What the exercise asks
An exact copy of all the data is required, with pictures left out.

Extracted entries
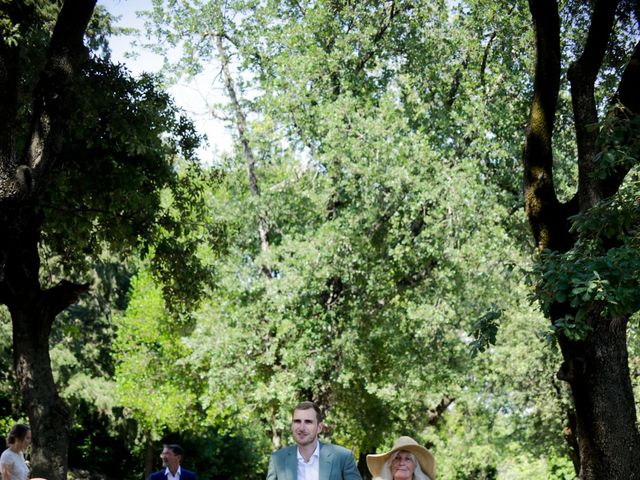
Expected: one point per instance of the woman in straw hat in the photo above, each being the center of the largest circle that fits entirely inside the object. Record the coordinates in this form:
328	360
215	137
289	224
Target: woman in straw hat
407	460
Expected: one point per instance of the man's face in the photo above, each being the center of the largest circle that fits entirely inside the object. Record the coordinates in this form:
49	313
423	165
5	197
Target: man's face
170	459
305	427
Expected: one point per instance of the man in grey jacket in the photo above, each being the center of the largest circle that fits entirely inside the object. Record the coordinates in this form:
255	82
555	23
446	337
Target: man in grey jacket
311	459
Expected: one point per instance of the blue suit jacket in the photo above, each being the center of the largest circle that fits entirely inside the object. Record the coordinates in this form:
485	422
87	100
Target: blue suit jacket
336	463
184	474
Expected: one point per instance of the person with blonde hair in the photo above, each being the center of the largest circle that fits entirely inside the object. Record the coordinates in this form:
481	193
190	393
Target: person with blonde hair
407	460
12	463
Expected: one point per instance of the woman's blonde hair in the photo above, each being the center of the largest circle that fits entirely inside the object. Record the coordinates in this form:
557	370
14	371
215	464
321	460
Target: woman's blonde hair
385	473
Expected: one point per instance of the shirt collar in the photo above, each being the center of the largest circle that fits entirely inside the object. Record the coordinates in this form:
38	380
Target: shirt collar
315	454
167	472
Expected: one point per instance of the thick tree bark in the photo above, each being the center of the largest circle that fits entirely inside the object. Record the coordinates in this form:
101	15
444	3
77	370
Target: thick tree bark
596	367
23	180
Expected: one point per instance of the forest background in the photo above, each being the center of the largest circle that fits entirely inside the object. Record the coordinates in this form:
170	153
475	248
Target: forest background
365	244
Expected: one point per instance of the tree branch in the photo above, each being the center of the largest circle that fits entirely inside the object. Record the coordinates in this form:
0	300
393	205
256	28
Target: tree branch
53	92
541	202
624	103
582	75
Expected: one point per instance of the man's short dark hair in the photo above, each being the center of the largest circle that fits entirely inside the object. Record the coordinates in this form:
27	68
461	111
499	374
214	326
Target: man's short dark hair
308	406
175	448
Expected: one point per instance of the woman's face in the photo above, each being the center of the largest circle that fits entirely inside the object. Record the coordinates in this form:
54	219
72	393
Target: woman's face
402	466
25	442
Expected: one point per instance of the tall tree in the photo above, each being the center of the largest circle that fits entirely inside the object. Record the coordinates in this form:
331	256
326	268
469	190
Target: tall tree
588	265
82	163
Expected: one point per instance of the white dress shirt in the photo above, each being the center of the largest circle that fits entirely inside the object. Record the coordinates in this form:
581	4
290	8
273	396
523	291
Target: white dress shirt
309	470
169	476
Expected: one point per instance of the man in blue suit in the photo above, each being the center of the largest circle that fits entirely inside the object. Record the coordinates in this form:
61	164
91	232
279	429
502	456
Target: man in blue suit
171	458
311	459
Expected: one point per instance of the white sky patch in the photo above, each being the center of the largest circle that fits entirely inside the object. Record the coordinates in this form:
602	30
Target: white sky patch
198	97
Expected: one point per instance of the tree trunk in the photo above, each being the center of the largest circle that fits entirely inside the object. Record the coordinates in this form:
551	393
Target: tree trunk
597	370
48	417
33	311
596	367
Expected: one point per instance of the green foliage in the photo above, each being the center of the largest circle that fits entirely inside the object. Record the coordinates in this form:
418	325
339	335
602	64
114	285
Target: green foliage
601	269
149	350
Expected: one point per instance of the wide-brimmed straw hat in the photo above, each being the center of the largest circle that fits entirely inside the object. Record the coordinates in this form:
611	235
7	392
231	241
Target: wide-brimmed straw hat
375	462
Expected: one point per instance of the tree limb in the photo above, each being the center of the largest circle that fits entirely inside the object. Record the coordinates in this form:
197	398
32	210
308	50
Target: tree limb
53	92
582	75
541	202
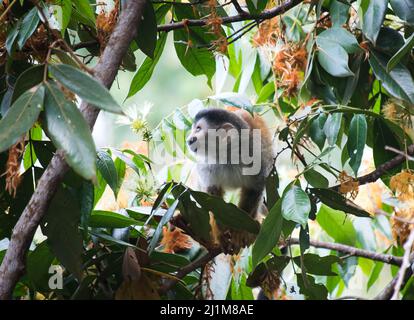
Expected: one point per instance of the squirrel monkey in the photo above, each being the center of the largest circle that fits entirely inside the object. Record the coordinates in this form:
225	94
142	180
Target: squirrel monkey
233	151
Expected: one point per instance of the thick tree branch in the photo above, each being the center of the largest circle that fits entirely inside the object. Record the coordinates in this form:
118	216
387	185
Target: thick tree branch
13	264
386	258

In response
Expected: one point per instance of the woman in straw hat in the photo above, each being the center of the largest circle that fits entirely inside the object. Record the coordinates in this form:
328	360
215	137
289	224
Target: woman in straw hat
407	460
Expected: one point per instance of the man's face in the photo above, each being the center of the largest circle that fits entirely inside the object. Record the coordinates in this form:
49	313
423	165
5	197
Target: man's face
170	459
305	427
Expected: one point per instance of the man in grey jacket in the photo above, each being the center of the largest circle that fits entirely inside the object. Record the coordinates in this form:
255	82
555	23
446	337
Target: man in grey jacket
311	459
Expected: one point per instance of the blue suit jacket in the photo above, each being the center of the largest circle that fits entirely inside the object. Record the coordinates in this form:
485	422
87	100
Target: blue suit jacket
336	463
184	474
Expected: one point per instance of the person with blonde hair in the photo above, each being the center of the largest circle that fits entirely inside the object. Record the coordinates in this form:
481	193
190	393
Target: person with blonde hair
407	460
12	463
Expected: one point per instance of the woman's blonde hair in the photo above, each being the center of the largest circle that fits entirely inside the object. Record the coordinates in this form:
557	370
14	371
215	464
321	460
Target: woman's blonde hair
385	473
Expected: one point per instance of the shirt collar in the photo above, each being the center of the largest circle that fits entirely inside the object. Record the coordinates in this form:
38	380
Target: shirt collar
315	454
167	472
Expected: one point per instance of the thick tree bark in the photo above, each being the center of the largest circle that fits entirely inside the object. Record the coordinates in this form:
101	15
444	3
77	370
Target: thick tree bark
596	367
23	180
Expected: one point per instance of the forest background in the photo above, each being the center of the largest circle that fits entirely inside the object. Record the coordinates in this form:
170	153
475	248
Target: forest background
365	244
Expected: one point per instance of the tree branch in the photo above, each being the center of the largest circle that fits entirely inside the object. Record the coordinates in this form:
0	300
393	205
256	28
Target: tree branch
53	92
541	202
624	103
582	75
Expected: one point per instance of the man's short dark hair in the photo above, each being the center of the largest circle that fits entirely inside the object. Record the coordinates in this form:
27	68
461	111
499	374
214	326
Target: man's short dark hair
308	406
175	448
Expected: one point per instance of the woman's face in the photo above, each being the center of the largest circle that fits entirely inside the object. Record the coordinates in this form:
54	219
72	393
Target: woman's face
402	466
25	442
Expected: one point per instance of the tall tree in the photo above, each being the center of the largest circle that fits entirely inside the object. Record the coordinates in this form:
331	256
326	268
469	190
Target: tall tree
588	265
82	163
Expected: one point per instance of the white dress shirt in the photo above, each being the center of the largest circle that fits entirely inside the object. Record the coordinates in this form:
581	4
290	8
273	396
523	291
Target: white dress shirt
309	470
169	476
Expected: one point per instance of the man in blue suit in the photo above, each being the center of the largest circle that fits entirely inside the object. Record the coordinates in this form:
61	164
91	232
279	429
502	456
Target: man in blue suit
171	458
311	459
Expected: one point per instance of the white sky patch in the photo above, each being the center of the largest circle that fits entirely inside the object. Record the coordinates in this form:
602	30
Target: white sky patch
198	97
Expected: one point per instance of the tree trunk in the photo above, each being the center of the largest circle that fits entirely inside the object. Record the coordinates in this form:
551	393
Target: tree trunk
597	370
48	417
33	311
596	367
Expected: one point per instance of the green foliage in the photo above, each being the center of the largest circle that fits entirely inside the object. Record the coordinates in this form:
418	325
339	335
602	64
114	285
Target: green foliage
601	269
149	350
Expected: one point per instance of the wide-brimmed straw hat in the photo above, each being the center of the largest circle that fits entirely inside the object. Record the coordinates in this form:
611	235
7	392
231	241
Target: wide-brimmed straw hat
375	462
Expected: one point per instance of the tree limb in the photo above, each being the center of the largest circle that fits entirely inside the object. Record the coordinates in this form:
197	398
32	210
308	50
Target: tree limb
53	92
582	75
541	202
Expected: one point per instance of the squirrel monkey in the photo above, each being the center of the largest circle that fits entirely inside the object. Record the coordinates in this form:
225	94
142	180
Target: squirrel monkey
233	151
Expected: one point per instance of the thick tree branch in the photo above, each being the center of the largest circle that fits entirely inside the object. Record the coordinates in this form:
118	216
387	185
Target: thick tree branch
13	264
386	258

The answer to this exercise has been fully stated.